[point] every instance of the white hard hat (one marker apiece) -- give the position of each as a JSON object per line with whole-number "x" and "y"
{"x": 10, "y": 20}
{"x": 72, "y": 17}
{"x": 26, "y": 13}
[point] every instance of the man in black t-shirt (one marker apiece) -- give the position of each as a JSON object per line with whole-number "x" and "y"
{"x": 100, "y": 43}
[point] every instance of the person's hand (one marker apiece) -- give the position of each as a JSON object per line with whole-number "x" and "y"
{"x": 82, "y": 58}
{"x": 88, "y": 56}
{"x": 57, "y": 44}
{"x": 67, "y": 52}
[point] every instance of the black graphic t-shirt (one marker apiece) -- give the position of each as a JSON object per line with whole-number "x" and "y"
_ _ _ _ _
◆ TASK ITEM ◆
Reproduce exactly the lines from the one containing "[point] every instance of the man" through the last line of the records above, including both, and nothing else.

◆ RESPONSE BOX ◆
[point] every instance of the man in black t-shirt (one marker apiece) -- give the position of each as a JSON object per line with whole-number "x" and "y"
{"x": 100, "y": 43}
[point] every instance of the person's hand (one marker apiece) -- give the position of each as a JSON object per line with whole-number "x" and "y"
{"x": 82, "y": 58}
{"x": 88, "y": 56}
{"x": 57, "y": 44}
{"x": 67, "y": 52}
[point] every instance of the black graphic t-shirt (one marker apiece) -- give the position of each as a JSON object per line with whole-number "x" and "y"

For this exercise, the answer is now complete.